▶ Énoncé du problème: Recopiez les lignes, de celle qui contient « # point at: pink » jusqu'à la fin des enregistrements, en y changeant « clear sky » en « cloudless sky » et sans rien modifier d'autre, s'il vous plaît.

▶ Données de l'exercice:
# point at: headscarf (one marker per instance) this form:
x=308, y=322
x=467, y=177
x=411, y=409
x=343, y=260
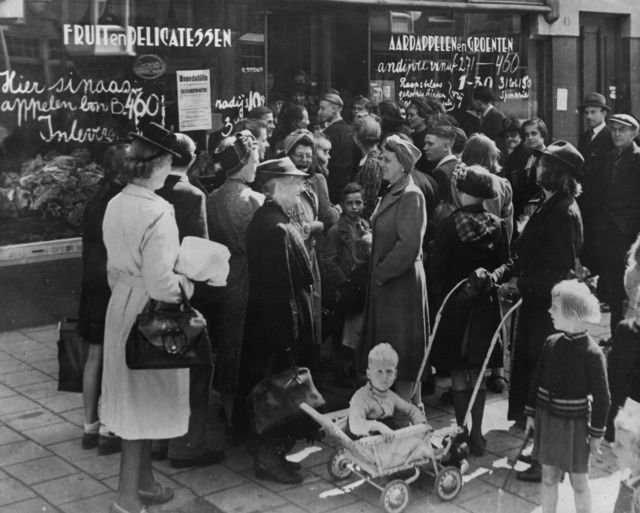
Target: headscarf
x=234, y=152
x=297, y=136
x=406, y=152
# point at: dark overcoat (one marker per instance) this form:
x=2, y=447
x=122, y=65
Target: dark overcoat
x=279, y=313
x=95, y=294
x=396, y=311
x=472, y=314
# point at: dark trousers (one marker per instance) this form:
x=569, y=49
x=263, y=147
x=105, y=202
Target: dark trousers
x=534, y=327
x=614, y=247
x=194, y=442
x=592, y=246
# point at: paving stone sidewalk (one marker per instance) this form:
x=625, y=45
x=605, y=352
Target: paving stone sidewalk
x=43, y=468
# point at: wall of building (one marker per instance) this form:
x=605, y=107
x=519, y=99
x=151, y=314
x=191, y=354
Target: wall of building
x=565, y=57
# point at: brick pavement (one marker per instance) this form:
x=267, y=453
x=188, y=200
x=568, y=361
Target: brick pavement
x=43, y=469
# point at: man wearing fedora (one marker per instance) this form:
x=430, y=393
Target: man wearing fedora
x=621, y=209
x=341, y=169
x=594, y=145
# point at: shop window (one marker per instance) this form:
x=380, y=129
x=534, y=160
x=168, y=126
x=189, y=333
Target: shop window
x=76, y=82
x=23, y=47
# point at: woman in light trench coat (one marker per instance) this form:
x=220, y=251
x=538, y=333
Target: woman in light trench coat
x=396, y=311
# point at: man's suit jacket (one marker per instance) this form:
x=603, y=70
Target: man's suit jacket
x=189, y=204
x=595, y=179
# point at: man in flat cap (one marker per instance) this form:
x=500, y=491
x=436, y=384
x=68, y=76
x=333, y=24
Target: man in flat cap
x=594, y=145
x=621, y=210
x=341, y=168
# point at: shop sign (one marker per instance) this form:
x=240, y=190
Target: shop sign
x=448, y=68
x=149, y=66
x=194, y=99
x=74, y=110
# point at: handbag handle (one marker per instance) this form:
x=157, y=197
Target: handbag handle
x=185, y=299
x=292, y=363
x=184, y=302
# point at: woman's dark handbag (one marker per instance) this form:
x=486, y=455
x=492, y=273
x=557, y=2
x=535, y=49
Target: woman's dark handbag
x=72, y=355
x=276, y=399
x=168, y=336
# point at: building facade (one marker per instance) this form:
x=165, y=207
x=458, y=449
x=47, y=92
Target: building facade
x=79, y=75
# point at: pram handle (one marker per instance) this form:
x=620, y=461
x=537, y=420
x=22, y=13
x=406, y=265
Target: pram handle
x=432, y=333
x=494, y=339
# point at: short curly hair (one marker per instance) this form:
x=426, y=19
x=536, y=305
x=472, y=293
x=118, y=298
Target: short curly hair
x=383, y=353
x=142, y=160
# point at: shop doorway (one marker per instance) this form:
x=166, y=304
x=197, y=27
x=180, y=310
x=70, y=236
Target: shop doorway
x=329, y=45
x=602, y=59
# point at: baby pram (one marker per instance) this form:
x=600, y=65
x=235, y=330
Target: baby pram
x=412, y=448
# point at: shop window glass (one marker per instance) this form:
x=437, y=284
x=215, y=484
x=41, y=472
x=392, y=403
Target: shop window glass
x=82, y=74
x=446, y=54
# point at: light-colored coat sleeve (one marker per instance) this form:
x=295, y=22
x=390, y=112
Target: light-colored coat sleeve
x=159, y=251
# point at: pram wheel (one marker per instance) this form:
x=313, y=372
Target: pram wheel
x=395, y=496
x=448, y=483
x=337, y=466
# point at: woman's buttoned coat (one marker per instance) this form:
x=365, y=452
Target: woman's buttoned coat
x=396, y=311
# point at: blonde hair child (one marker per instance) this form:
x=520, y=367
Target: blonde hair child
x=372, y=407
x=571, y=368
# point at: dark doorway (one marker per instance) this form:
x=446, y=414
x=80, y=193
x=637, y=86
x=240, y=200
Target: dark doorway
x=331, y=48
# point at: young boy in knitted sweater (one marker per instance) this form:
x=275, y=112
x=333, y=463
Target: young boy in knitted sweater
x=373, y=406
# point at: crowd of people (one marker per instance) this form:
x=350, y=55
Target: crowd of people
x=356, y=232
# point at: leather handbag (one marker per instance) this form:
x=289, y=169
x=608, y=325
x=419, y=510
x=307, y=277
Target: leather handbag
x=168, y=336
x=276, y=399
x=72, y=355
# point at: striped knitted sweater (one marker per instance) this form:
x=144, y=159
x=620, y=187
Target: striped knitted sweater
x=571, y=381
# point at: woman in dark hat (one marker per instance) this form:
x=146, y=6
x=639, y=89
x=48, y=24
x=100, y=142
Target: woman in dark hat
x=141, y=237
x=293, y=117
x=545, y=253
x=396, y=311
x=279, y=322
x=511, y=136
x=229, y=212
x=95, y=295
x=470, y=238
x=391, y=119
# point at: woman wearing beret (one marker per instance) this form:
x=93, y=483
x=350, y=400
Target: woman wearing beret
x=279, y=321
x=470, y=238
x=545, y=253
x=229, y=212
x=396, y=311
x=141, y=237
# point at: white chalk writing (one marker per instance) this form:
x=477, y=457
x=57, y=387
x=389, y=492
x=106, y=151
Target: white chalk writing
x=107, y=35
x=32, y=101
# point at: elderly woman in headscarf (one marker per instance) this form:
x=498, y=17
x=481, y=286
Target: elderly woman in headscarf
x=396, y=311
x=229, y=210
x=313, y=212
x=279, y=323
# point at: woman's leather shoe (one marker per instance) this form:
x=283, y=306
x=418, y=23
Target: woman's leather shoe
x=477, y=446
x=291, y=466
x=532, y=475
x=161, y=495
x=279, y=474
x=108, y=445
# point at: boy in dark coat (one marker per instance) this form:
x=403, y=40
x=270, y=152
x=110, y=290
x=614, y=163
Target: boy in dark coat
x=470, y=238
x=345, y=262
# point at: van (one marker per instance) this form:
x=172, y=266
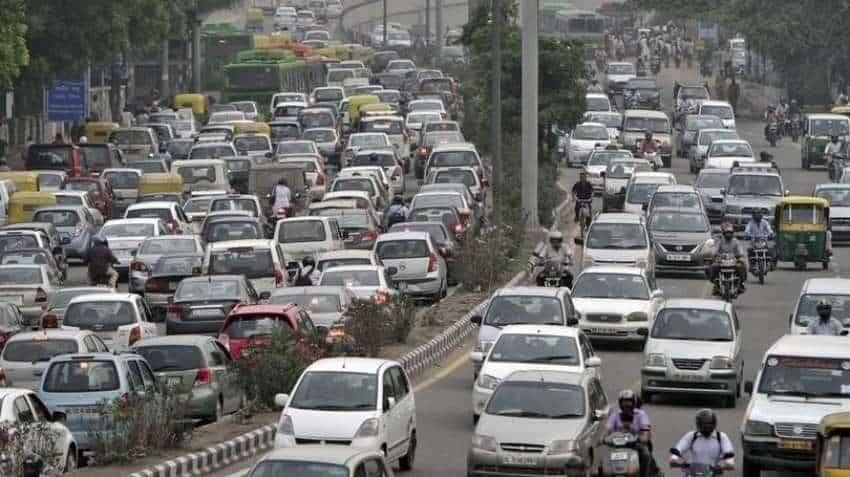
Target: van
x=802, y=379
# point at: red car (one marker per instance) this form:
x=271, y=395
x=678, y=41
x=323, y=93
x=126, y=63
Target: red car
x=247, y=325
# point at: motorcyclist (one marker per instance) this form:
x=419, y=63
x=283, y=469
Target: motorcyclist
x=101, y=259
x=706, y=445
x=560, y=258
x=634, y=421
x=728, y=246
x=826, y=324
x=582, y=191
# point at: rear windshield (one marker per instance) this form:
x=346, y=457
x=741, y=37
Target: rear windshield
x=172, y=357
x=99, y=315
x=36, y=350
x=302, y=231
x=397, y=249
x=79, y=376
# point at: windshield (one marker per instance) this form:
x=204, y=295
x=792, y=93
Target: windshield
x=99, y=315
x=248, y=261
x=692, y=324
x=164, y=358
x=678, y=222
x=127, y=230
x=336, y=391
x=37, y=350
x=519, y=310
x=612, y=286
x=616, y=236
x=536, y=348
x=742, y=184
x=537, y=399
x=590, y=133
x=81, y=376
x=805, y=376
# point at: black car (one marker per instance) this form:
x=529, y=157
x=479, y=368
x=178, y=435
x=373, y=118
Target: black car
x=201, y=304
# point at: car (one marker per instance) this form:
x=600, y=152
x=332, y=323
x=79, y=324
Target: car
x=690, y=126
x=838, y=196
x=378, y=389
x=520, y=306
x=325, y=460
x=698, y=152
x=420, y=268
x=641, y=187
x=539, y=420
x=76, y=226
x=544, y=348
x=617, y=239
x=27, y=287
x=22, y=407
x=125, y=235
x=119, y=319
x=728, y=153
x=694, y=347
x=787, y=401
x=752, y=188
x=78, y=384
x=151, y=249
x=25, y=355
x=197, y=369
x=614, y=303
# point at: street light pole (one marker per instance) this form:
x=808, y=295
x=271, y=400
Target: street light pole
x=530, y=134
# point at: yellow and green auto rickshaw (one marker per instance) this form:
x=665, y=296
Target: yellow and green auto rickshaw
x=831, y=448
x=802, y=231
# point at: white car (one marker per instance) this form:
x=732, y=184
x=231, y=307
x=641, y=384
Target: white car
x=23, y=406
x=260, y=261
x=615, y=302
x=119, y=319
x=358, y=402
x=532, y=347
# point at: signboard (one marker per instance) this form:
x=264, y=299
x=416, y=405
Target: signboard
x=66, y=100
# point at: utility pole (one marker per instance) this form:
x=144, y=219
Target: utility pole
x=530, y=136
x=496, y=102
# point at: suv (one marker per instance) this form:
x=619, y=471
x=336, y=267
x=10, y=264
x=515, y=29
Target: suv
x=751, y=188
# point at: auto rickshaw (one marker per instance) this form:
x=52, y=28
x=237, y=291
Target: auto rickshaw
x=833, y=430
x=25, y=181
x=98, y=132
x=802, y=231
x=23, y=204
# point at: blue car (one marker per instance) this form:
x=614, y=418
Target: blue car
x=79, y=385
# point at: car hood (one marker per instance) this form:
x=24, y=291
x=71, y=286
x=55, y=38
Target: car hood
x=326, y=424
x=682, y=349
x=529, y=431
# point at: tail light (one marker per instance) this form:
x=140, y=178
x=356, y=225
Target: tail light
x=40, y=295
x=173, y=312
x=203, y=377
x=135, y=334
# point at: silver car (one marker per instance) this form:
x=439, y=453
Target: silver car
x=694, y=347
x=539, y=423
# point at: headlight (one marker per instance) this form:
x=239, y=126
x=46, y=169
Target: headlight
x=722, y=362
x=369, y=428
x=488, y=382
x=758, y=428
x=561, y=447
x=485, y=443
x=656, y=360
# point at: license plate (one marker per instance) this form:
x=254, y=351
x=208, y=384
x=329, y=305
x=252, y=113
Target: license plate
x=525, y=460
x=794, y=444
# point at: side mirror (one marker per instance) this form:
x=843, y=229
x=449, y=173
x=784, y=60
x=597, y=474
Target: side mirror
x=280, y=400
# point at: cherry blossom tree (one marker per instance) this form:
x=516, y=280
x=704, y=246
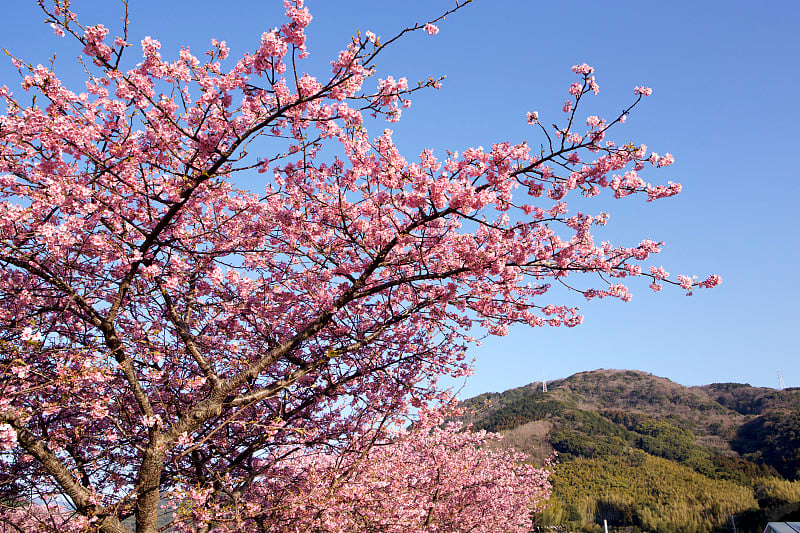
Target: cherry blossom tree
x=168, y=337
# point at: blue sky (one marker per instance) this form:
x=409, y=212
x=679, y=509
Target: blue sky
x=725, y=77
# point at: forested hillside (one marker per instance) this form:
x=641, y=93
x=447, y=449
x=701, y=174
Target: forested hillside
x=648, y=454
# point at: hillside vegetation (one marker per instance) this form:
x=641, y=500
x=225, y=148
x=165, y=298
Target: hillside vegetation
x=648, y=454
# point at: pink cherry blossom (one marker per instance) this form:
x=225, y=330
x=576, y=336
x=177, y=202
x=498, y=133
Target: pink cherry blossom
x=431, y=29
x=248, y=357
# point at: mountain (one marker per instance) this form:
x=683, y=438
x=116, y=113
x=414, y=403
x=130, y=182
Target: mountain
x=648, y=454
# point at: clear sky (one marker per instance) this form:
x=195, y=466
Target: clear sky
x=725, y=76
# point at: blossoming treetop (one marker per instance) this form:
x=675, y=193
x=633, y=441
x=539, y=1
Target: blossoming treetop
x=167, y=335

▶ La solution:
# point at: pink cherry blossom (one marker per instance) this form:
x=225, y=330
x=576, y=336
x=177, y=202
x=498, y=133
Target: pink cherry blossom
x=431, y=29
x=248, y=357
# point at: mountain (one marker per instance) this form:
x=683, y=438
x=116, y=113
x=414, y=403
x=130, y=182
Target: mountain
x=648, y=454
# point at: cloudless sky (one marker per instance) this form:
x=195, y=466
Target: cloudless sky
x=725, y=76
# point at: blossoming treetop (one marker per instance) this form:
x=675, y=193
x=633, y=441
x=539, y=1
Target: blossoming treetop
x=167, y=335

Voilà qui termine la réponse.